Directive —
Rewrite all the rows below, swapping "wavy-edged leaf" for "serrated leaf" and changing nothing else. Leave the pictures out of your answer.

------ Raw data

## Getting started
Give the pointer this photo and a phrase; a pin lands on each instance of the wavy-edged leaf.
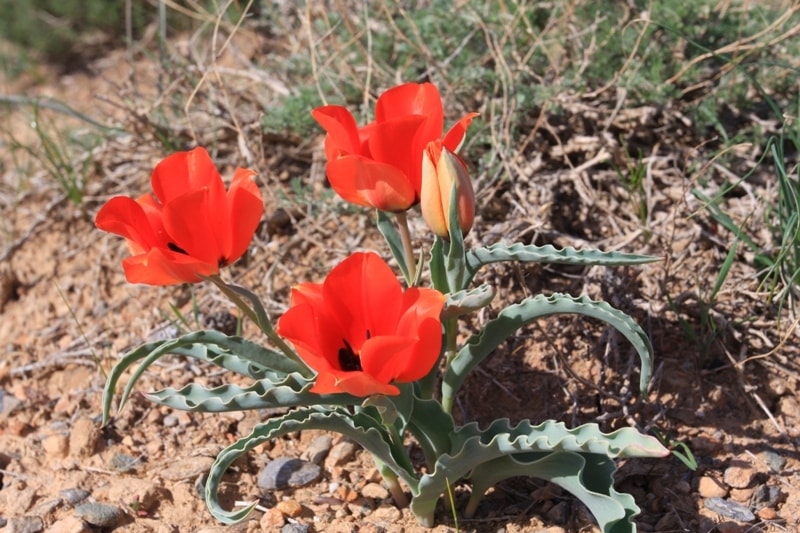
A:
(581, 460)
(232, 353)
(291, 390)
(469, 300)
(530, 253)
(515, 316)
(395, 243)
(361, 428)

------------

Solution for this problem —
## Getting started
Give the pointer this photo and a phrase; a pin lands on each instance of the serrated leaf.
A:
(581, 460)
(232, 353)
(291, 390)
(469, 300)
(530, 253)
(515, 316)
(395, 243)
(361, 428)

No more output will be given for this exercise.